>> start AVAILABLE RECORDS

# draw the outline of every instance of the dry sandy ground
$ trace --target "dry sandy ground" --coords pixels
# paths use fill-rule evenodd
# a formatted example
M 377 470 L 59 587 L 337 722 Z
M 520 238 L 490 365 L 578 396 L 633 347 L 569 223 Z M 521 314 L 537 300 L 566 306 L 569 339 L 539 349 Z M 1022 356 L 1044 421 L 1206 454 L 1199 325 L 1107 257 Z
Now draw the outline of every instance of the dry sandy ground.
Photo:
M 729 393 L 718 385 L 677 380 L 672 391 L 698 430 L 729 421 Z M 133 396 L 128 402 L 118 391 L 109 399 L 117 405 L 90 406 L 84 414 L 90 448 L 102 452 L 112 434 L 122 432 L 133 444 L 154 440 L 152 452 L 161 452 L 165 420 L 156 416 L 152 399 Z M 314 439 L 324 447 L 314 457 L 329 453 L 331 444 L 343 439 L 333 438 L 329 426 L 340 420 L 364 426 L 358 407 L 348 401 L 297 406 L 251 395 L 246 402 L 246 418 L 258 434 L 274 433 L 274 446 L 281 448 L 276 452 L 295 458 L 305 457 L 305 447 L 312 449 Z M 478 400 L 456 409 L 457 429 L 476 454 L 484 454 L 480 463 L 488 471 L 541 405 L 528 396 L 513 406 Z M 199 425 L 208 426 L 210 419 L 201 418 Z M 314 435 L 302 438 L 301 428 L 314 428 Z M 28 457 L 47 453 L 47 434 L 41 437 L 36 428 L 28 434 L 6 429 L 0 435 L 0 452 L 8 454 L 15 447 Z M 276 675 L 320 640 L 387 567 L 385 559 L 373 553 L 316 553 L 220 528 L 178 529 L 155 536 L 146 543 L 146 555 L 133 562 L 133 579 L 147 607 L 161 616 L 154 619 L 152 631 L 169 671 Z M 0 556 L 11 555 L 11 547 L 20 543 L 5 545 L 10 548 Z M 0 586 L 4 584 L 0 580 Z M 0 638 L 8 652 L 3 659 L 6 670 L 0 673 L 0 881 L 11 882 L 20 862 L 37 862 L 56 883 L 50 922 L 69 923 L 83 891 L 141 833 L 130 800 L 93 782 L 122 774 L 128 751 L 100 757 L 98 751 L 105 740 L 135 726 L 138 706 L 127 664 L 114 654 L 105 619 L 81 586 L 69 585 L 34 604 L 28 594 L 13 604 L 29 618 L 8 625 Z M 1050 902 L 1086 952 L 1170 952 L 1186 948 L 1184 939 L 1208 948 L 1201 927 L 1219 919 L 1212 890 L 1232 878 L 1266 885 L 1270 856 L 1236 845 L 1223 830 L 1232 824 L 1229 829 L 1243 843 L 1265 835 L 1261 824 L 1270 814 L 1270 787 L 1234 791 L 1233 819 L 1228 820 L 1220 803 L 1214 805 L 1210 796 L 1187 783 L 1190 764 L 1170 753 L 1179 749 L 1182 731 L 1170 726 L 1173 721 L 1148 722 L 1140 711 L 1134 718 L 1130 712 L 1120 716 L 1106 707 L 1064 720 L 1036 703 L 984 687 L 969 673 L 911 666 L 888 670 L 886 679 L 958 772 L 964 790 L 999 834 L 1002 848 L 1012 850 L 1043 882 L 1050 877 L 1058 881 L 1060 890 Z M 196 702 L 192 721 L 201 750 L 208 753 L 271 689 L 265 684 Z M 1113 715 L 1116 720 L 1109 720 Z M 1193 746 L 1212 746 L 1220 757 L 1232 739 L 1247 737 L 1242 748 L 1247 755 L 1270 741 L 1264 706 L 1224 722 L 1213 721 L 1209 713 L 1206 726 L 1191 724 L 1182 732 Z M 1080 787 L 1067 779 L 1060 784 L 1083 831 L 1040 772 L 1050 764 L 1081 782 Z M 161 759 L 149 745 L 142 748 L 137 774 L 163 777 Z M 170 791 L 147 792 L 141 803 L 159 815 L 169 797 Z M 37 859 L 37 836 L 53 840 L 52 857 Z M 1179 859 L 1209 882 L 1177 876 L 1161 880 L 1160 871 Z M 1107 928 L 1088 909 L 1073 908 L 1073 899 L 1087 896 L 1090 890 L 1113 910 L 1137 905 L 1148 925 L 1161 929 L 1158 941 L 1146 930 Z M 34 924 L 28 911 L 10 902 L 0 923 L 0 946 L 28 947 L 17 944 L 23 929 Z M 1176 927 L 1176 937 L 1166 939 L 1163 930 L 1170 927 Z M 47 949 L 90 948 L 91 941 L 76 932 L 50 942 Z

>> end AVAILABLE RECORDS

- _INSTRUCTIONS FOR THE TASK_: Substitute "loose desert sand" for every occurrence of "dry sandy ground" in the lines above, and leave the rest of the lines unchanged.

- _OUTPUT FOR THIS EXERCISE_:
# draw the outline of every instance of the loose desert sand
$ trace --target "loose desert sand" --coords pixels
# paths use fill-rule evenodd
# a formatted example
M 377 470 L 59 587 L 337 722 Z
M 520 238 L 490 365 L 578 396 L 633 347 L 569 223 Z M 521 314 L 537 300 L 566 306 L 569 339 L 539 349 Z M 1022 356 L 1044 421 L 1206 454 L 1199 325 L 1107 257 Z
Now draw the outline of every instance of the loose desert sand.
Photo:
M 729 393 L 718 385 L 677 380 L 672 391 L 698 430 L 729 421 Z M 133 396 L 128 402 L 118 391 L 109 399 L 117 405 L 90 406 L 84 414 L 90 448 L 102 452 L 112 434 L 122 432 L 133 444 L 154 440 L 152 452 L 161 452 L 165 420 L 156 416 L 152 399 Z M 314 439 L 324 447 L 314 457 L 329 453 L 331 444 L 343 439 L 333 438 L 329 426 L 340 420 L 364 426 L 358 407 L 348 401 L 297 406 L 251 395 L 246 402 L 246 418 L 258 434 L 274 433 L 274 446 L 281 448 L 276 452 L 295 458 L 305 457 L 305 447 L 312 449 Z M 478 400 L 456 409 L 457 429 L 476 454 L 484 454 L 480 463 L 488 471 L 541 405 L 528 396 L 513 406 Z M 199 425 L 208 426 L 210 419 L 201 418 Z M 314 435 L 302 438 L 301 428 L 314 428 Z M 28 457 L 47 453 L 47 434 L 41 437 L 36 428 L 28 434 L 6 429 L 0 435 L 0 452 L 8 454 L 15 447 Z M 276 675 L 320 640 L 387 567 L 385 559 L 373 553 L 316 553 L 220 528 L 178 529 L 155 536 L 146 543 L 146 555 L 133 562 L 133 579 L 147 607 L 161 616 L 154 619 L 152 631 L 169 671 Z M 0 556 L 11 555 L 11 547 L 20 543 L 5 545 L 10 548 Z M 0 586 L 4 584 L 0 580 Z M 0 638 L 8 652 L 3 659 L 6 670 L 0 673 L 0 881 L 11 882 L 20 862 L 37 862 L 56 883 L 50 922 L 69 923 L 83 891 L 141 833 L 130 800 L 93 782 L 122 774 L 128 751 L 100 757 L 98 751 L 105 740 L 135 726 L 138 706 L 127 664 L 114 654 L 105 619 L 81 586 L 69 585 L 34 604 L 28 594 L 13 604 L 29 618 L 8 625 Z M 1050 902 L 1086 952 L 1170 952 L 1186 948 L 1184 939 L 1208 948 L 1201 927 L 1219 919 L 1212 890 L 1232 878 L 1266 885 L 1270 856 L 1236 845 L 1223 830 L 1232 824 L 1229 829 L 1243 843 L 1265 835 L 1261 824 L 1270 814 L 1270 787 L 1234 791 L 1233 819 L 1228 820 L 1220 803 L 1214 805 L 1210 796 L 1187 783 L 1190 764 L 1170 753 L 1179 749 L 1182 731 L 1170 726 L 1173 721 L 1148 722 L 1140 711 L 1134 718 L 1130 712 L 1120 716 L 1106 707 L 1064 720 L 1036 703 L 984 687 L 969 673 L 911 666 L 888 670 L 886 679 L 958 772 L 964 790 L 999 834 L 1002 848 L 1012 850 L 1043 882 L 1050 877 L 1058 881 L 1060 890 Z M 196 702 L 192 721 L 201 750 L 208 753 L 271 689 L 265 684 Z M 1113 715 L 1116 720 L 1109 720 Z M 1193 746 L 1212 746 L 1220 757 L 1232 739 L 1247 737 L 1242 748 L 1247 755 L 1270 741 L 1264 706 L 1224 722 L 1213 721 L 1209 713 L 1206 726 L 1191 724 L 1182 732 Z M 1080 787 L 1067 779 L 1060 784 L 1083 831 L 1040 772 L 1050 764 L 1081 782 Z M 161 759 L 149 745 L 142 748 L 137 774 L 163 777 Z M 170 791 L 147 792 L 141 803 L 159 815 L 169 797 Z M 37 859 L 37 836 L 53 840 L 52 857 Z M 1179 859 L 1209 882 L 1177 876 L 1161 880 L 1160 871 Z M 1107 928 L 1088 909 L 1073 908 L 1073 899 L 1087 896 L 1090 890 L 1113 910 L 1137 905 L 1148 925 L 1161 929 L 1158 941 L 1146 930 Z M 34 924 L 28 911 L 10 902 L 0 923 L 0 946 L 28 947 L 17 944 L 23 929 Z M 1176 927 L 1176 937 L 1166 939 L 1163 930 L 1170 927 Z M 47 949 L 90 948 L 91 941 L 76 932 L 50 942 Z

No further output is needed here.